§ WHAT THE TASK ASKS
Without altering anything, repeat each of the records.
--- BEGIN RECORD EXTRACTS ---
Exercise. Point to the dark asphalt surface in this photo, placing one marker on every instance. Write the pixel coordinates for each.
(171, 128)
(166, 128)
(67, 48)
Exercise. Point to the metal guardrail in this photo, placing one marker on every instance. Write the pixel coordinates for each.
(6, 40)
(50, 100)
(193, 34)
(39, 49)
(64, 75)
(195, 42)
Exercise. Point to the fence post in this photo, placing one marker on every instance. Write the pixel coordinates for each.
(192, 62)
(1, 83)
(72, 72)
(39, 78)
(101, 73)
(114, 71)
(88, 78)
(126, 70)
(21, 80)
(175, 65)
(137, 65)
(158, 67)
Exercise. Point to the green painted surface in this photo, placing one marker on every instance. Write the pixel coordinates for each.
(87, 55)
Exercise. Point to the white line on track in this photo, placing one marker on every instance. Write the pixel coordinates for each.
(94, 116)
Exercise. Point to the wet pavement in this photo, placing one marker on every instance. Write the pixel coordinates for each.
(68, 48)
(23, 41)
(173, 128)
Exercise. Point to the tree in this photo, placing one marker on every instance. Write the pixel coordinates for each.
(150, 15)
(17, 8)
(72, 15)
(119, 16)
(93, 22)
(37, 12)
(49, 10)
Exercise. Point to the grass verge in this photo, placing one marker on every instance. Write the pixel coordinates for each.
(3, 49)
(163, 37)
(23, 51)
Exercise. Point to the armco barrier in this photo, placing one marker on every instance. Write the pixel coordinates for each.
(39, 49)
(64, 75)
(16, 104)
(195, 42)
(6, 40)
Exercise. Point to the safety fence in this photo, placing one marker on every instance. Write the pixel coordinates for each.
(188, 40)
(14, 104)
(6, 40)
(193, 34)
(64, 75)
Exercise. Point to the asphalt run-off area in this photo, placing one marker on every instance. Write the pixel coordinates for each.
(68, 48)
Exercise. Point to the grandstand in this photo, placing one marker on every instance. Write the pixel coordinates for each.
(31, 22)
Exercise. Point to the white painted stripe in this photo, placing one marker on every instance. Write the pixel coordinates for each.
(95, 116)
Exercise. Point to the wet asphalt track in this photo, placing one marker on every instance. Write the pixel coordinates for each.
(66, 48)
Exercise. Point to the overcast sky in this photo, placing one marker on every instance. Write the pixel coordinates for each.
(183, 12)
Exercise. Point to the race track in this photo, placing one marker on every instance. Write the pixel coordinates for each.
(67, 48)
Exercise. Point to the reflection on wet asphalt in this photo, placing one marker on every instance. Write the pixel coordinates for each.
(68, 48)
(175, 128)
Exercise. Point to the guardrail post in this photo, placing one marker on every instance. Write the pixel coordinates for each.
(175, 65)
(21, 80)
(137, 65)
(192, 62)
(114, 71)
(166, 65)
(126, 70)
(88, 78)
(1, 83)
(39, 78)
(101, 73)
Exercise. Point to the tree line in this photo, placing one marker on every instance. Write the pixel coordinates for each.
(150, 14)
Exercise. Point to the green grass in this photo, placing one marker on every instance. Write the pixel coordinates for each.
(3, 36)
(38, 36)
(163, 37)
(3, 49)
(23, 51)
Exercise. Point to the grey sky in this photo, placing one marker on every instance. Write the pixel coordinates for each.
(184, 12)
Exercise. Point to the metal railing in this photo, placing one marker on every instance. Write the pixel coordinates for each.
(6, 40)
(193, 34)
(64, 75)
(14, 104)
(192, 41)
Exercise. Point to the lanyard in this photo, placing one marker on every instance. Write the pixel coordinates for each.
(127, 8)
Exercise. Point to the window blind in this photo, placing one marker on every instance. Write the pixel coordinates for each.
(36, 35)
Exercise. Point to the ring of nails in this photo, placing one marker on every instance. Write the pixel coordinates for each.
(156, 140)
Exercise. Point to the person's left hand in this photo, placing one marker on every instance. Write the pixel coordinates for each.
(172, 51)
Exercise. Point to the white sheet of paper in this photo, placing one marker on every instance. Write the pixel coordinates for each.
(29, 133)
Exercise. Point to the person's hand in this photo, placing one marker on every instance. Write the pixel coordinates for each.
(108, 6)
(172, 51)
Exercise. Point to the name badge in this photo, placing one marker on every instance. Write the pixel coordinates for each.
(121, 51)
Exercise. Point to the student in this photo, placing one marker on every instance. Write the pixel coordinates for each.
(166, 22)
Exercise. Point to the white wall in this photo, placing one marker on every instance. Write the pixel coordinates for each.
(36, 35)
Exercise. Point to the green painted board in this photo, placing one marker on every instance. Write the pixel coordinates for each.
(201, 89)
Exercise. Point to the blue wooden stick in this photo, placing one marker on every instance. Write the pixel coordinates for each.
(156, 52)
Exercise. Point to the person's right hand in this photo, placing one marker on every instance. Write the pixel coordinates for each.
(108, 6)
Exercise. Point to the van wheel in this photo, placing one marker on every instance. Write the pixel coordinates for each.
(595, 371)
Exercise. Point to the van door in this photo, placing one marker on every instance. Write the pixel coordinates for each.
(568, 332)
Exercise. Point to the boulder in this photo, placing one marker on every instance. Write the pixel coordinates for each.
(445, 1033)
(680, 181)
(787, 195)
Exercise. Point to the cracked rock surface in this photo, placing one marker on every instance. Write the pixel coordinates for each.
--- END RECORD EXTRACTS ---
§ RESULT OF THE EXERCISE
Exercise. Point to the dark asphalt surface in this photo, placing one marker on every instance. Write the pixel coordinates for each.
(171, 128)
(166, 128)
(67, 48)
Exercise. Point to the metal guardrail in this photo, placing one marker on every instance. Write the pixel coordinates for each.
(6, 40)
(50, 100)
(193, 34)
(39, 49)
(64, 75)
(195, 42)
Exercise. Point to the fence post in this photo, placing one marker on every instance. Write the pixel coordinates for each.
(192, 62)
(1, 83)
(72, 72)
(39, 78)
(101, 73)
(114, 71)
(88, 78)
(126, 70)
(21, 80)
(175, 65)
(137, 65)
(158, 67)
Exercise. Point to the green painted surface in this photo, placing one marker on every instance. Write the pixel coordinates for each.
(87, 55)
Exercise. Point to the white line on track in this photo, placing one marker on every instance. Write the pixel coordinates for each.
(94, 116)
Exercise. Point to the wet pavement in this photo, placing one marker on every instance. Write the pixel coordinates for each.
(68, 48)
(23, 41)
(173, 128)
Exercise. Point to the tree in this photo, placing one marker on every instance. Write the pixel coordinates for each.
(150, 15)
(17, 8)
(72, 15)
(119, 16)
(93, 22)
(37, 12)
(49, 10)
Exercise. Point to the grass verge in this photo, placing one marker on every instance. Write the pixel coordinates for each.
(3, 49)
(163, 37)
(23, 51)
Exercise. Point to the armco barrier in this photo, placing one marker on every instance. Write the pixel coordinates for each.
(39, 49)
(64, 75)
(16, 104)
(195, 42)
(6, 40)
Exercise. Point to the safety fence in this photo, placing one marker on every instance. Write the pixel coordinates for each.
(188, 40)
(14, 104)
(6, 40)
(193, 34)
(64, 75)
Exercise. Point to the asphalt run-off area in this photo, placing one marker on every instance. Write the pixel coordinates for each.
(68, 48)
Exercise. Point to the grandstand in this photo, placing one marker on every instance. Write the pixel coordinates for each.
(31, 22)
Exercise. Point to the white painted stripe in this photo, placing one marker on every instance. Write the pixel coordinates for each.
(95, 116)
Exercise. Point to the wet asphalt track in this photo, placing one marker on every instance. Write the pixel coordinates for each.
(66, 48)
Exercise. Point to the overcast sky in this photo, placing one marker on every instance. Write the pixel coordinates for each.
(183, 12)
Exercise. Point to the race track in this photo, placing one marker on every instance. Write the pixel coordinates for each.
(67, 48)
Exercise. Point to the reflection on wet asphalt in this photo, placing one marker on every instance. Write the pixel coordinates for each.
(68, 48)
(175, 128)
Exercise. Point to the guardrail post in this photo, placing one marker on every instance. Write the pixel coordinates for each.
(175, 65)
(21, 80)
(137, 65)
(192, 62)
(114, 71)
(166, 65)
(126, 70)
(88, 78)
(1, 83)
(39, 78)
(101, 73)
Exercise. Point to the tree line in this photo, placing one marker on every instance. Write the pixel coordinates for each.
(150, 14)
Exercise. Point to the green grass in this photo, placing one marker on every instance. Write the pixel coordinates for each.
(3, 36)
(38, 36)
(163, 37)
(3, 49)
(23, 51)
Exercise. Point to the grey sky in this photo, placing one marker on every instance. Write the pixel coordinates for each.
(184, 12)
Exercise. Point to the metal railing in this photo, placing one marker on every instance. Write the pixel coordinates for each.
(6, 40)
(193, 34)
(64, 75)
(14, 104)
(192, 41)
Exercise. Point to the lanyard in this photo, placing one marker on every instance. Write the pixel coordinates for each.
(127, 8)
Exercise. Point to the window blind in this photo, placing one marker on every instance. Write the pixel coordinates for each.
(36, 35)
Exercise. Point to the ring of nails in this photo, placing one marker on every instance. Write the pixel coordinates for each.
(156, 140)
Exercise. Point to the person's left hand in this photo, placing one marker on every instance. Write the pixel coordinates for each.
(172, 51)
Exercise. Point to the white sheet of paper in this photo, placing one marker on every instance. Write the pixel coordinates for each.
(29, 133)
Exercise. Point to the person's hand in this photo, placing one marker on every instance. Write the pixel coordinates for each.
(108, 6)
(172, 51)
Exercise. Point to the name badge in this photo, placing one marker on every instance. Write the pixel coordinates for each.
(121, 51)
Exercise. Point to the student in this photo, placing one marker on every instance. Write the pixel coordinates for each.
(166, 22)
Exercise. Point to the white wall in this photo, placing one marker on every instance. Write the pixel coordinates for each.
(36, 35)
Exercise. Point to the green painted board in this photo, placing one marker on every instance. Write the pixel coordinates for each.
(201, 89)
Exercise. Point to the blue wooden stick in this photo, placing one marker on every instance. Write the pixel coordinates for each.
(156, 52)
Exercise. Point to the person's right hand in this photo, placing one marker on every instance. Write the pixel coordinates for each.
(108, 6)
Exercise. Point to the van wheel in this photo, placing one marker on every instance. Write the pixel coordinates for each.
(595, 371)
Exercise. Point to the van door in this photo, placing one marker on every instance. Write the pixel coordinates for each.
(568, 332)
Exercise. Point to the boulder in this photo, placing one marker on every instance. Write the pixel coordinates for each.
(445, 1033)
(680, 181)
(787, 195)
Exercise. Point to the cracked rock surface in this photo, placing one marker on every instance. Write the pixel coordinates for each.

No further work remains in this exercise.